**Work task:** Which lines in the records below contain the word "colon"? Copy each of them.

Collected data
------------------------------------------------
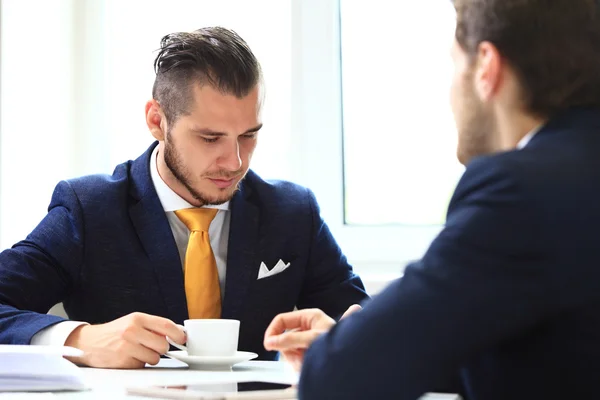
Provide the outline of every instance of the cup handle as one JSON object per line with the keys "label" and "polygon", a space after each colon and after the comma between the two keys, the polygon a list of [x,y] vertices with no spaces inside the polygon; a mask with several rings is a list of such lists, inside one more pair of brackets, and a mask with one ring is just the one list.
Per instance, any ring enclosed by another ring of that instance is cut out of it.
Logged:
{"label": "cup handle", "polygon": [[[181,328],[181,329],[182,329],[182,330],[185,332],[185,334],[187,335],[187,331],[185,330],[185,327],[184,327],[184,326],[182,326],[182,325],[177,325],[177,326],[179,326],[179,327],[180,327],[180,328]],[[181,344],[175,343],[175,342],[174,342],[173,340],[171,340],[171,338],[170,338],[170,337],[168,337],[168,336],[167,336],[167,342],[169,342],[169,344],[170,344],[171,346],[175,346],[175,347],[177,347],[179,350],[183,350],[183,351],[187,352],[187,347],[185,347],[184,345],[181,345]]]}

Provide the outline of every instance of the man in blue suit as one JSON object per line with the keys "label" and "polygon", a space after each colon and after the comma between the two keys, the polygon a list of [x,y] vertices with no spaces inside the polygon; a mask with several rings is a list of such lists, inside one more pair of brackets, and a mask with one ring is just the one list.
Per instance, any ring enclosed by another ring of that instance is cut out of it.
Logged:
{"label": "man in blue suit", "polygon": [[[167,35],[155,70],[157,142],[111,176],[60,182],[42,222],[0,253],[0,343],[67,344],[82,364],[136,368],[158,362],[167,336],[185,342],[177,324],[208,307],[195,315],[240,320],[239,349],[274,359],[262,339],[278,313],[337,318],[367,297],[312,192],[249,170],[262,76],[244,40],[223,28]],[[188,260],[192,245],[202,262]],[[190,281],[196,267],[208,275]],[[45,314],[59,302],[69,321]]]}
{"label": "man in blue suit", "polygon": [[599,397],[600,11],[454,6],[466,171],[446,226],[362,311],[273,321],[266,347],[304,357],[302,399],[415,400],[456,371],[469,399]]}

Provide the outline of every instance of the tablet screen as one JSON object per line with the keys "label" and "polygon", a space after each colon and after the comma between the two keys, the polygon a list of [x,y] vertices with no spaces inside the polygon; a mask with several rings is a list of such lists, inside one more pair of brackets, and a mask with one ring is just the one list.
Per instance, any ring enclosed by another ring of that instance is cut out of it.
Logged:
{"label": "tablet screen", "polygon": [[256,390],[281,390],[292,387],[289,384],[272,382],[221,382],[221,383],[197,383],[193,385],[160,386],[162,389],[193,390],[208,393],[231,393],[248,392]]}

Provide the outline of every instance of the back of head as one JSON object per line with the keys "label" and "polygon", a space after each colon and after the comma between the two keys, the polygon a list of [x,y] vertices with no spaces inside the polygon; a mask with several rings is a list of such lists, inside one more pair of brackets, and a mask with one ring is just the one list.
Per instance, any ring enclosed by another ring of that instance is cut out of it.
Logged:
{"label": "back of head", "polygon": [[260,64],[246,42],[221,27],[164,36],[154,70],[152,97],[169,123],[190,112],[194,84],[211,85],[242,98],[262,77]]}
{"label": "back of head", "polygon": [[491,42],[516,71],[526,111],[600,108],[596,0],[454,0],[456,40],[471,56]]}

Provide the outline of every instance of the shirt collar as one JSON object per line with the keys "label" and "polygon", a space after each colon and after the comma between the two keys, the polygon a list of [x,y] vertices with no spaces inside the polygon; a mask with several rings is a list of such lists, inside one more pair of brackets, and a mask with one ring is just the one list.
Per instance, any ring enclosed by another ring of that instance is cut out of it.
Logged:
{"label": "shirt collar", "polygon": [[[152,155],[150,156],[150,178],[152,179],[152,184],[154,185],[154,189],[156,190],[156,194],[158,195],[158,199],[163,206],[165,212],[181,210],[184,208],[195,208],[193,205],[185,201],[181,196],[173,191],[166,183],[162,180],[158,173],[158,165],[156,162],[156,157],[158,156],[158,146],[154,148],[152,151]],[[225,202],[223,204],[218,205],[206,205],[204,208],[216,208],[219,210],[229,210],[229,202]]]}
{"label": "shirt collar", "polygon": [[542,129],[542,126],[543,125],[533,128],[527,135],[523,136],[523,138],[519,140],[519,143],[517,143],[517,150],[521,150],[523,147],[527,146],[531,139],[533,139],[540,129]]}

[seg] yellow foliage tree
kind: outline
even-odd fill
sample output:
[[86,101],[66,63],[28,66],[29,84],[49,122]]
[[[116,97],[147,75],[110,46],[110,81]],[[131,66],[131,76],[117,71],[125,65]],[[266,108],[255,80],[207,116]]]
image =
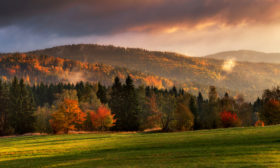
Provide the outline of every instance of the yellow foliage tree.
[[58,105],[58,109],[52,114],[50,124],[55,133],[63,131],[67,134],[86,120],[86,114],[82,112],[77,100],[64,99]]
[[111,114],[111,110],[104,105],[100,106],[96,112],[90,113],[93,126],[102,131],[114,126],[116,123],[114,116],[114,114]]

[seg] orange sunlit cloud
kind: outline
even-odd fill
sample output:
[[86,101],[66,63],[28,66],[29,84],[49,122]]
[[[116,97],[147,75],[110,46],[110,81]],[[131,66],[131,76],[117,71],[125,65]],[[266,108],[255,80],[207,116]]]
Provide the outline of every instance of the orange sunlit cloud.
[[280,0],[10,0],[0,11],[0,52],[78,42],[189,55],[280,52]]

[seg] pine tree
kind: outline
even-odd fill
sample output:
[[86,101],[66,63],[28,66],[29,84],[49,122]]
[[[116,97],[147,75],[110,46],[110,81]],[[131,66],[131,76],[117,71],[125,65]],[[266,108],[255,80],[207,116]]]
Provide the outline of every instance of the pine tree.
[[14,78],[10,88],[10,116],[9,120],[16,134],[24,134],[34,130],[35,102],[23,79],[18,82]]
[[140,126],[139,102],[130,76],[126,78],[123,88],[124,111],[122,114],[122,129],[125,131],[137,131]]
[[139,103],[139,122],[140,122],[140,130],[144,130],[146,127],[147,118],[149,116],[146,104],[146,91],[144,86],[139,86],[136,89],[137,100]]
[[197,127],[198,127],[198,110],[197,110],[195,98],[193,96],[191,96],[191,98],[190,98],[189,109],[194,117],[194,121],[193,121],[194,129],[197,129]]
[[202,127],[202,119],[203,119],[203,115],[204,115],[204,109],[203,109],[203,96],[201,94],[201,92],[199,92],[198,96],[197,96],[197,118],[195,121],[195,125],[194,128],[195,129],[200,129]]
[[109,101],[109,107],[112,110],[112,114],[115,115],[116,124],[113,127],[114,130],[122,129],[122,114],[123,114],[123,86],[118,77],[115,78],[115,82],[111,90],[111,99]]
[[10,132],[9,115],[9,90],[6,83],[0,80],[0,136]]
[[98,91],[97,91],[96,95],[100,99],[102,104],[108,103],[106,88],[104,86],[102,86],[100,83],[98,83]]
[[209,88],[209,104],[207,113],[207,128],[218,128],[220,125],[218,93],[214,86]]

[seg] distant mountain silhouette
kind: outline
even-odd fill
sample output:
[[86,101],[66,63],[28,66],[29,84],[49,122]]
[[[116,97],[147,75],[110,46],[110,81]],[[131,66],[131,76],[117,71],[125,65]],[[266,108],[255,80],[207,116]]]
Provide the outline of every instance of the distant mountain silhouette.
[[250,50],[226,51],[217,54],[207,55],[206,58],[235,59],[245,62],[280,63],[280,53],[264,53]]

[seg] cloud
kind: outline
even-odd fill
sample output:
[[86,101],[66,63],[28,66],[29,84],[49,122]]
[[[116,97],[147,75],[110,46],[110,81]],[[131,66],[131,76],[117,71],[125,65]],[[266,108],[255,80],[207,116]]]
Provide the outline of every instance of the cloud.
[[0,29],[79,37],[123,32],[267,24],[280,0],[9,0],[0,1]]

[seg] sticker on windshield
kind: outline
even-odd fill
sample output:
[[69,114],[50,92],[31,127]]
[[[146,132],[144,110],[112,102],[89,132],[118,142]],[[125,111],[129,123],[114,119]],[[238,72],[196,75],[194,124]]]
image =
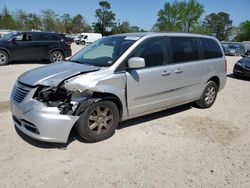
------------------------------------------------
**Expected output:**
Provide the outline of every instance of the cup handle as one JSON object per line with the keys "label" and "polygon", a space after each colon and after the comma between the two keys, the polygon a list of [x,y] vertices with no spaces inside the polygon; a mask with several rings is a list of such lists, inside one more pair of brackets, and a mask with one ring is just the one list.
Provide the outline of every instance of the man in blue suit as one JSON object per line with the keys "label" and "polygon", a space after each colon and after the comma between the two keys, the polygon a list of [x,y] vertices with no spaces inside the polygon; a mask with several rings is a list of such lists, inside one more pair of brackets, and a mask with one ring is just the one list.
Provide the outline of every instance of the tablet screen as one JSON object per line with the keys "label" and "polygon", a space after each colon and after the comma between the two keys, the polygon a list of [x,y] vertices with no spaces inside the polygon; a mask with several rings is a list of such lists, inside one more pair of brackets, and a mask with one ring is just the one list.
Provide the outline of every instance of the back of head as one JSON object per line with the keys "label" and "polygon", a space after each colon and after the comma between the two keys, the polygon a list of [x,y] vertices with no spaces inside the polygon; a mask with several rings is a list of such lists, inside one more pair of brackets, and a mask with one ring is just the one list.
Provide the outline of every instance of the shirt collar as one JSON object per line with the keys "label" and "polygon", a space after each colon and after the comma between the two keys, the polygon a list of [x,y] vertices with no spaces inside the polygon; a mask with several rings is a list of such lists, inside one more pair of brackets, and a mask with one ring is just the one list.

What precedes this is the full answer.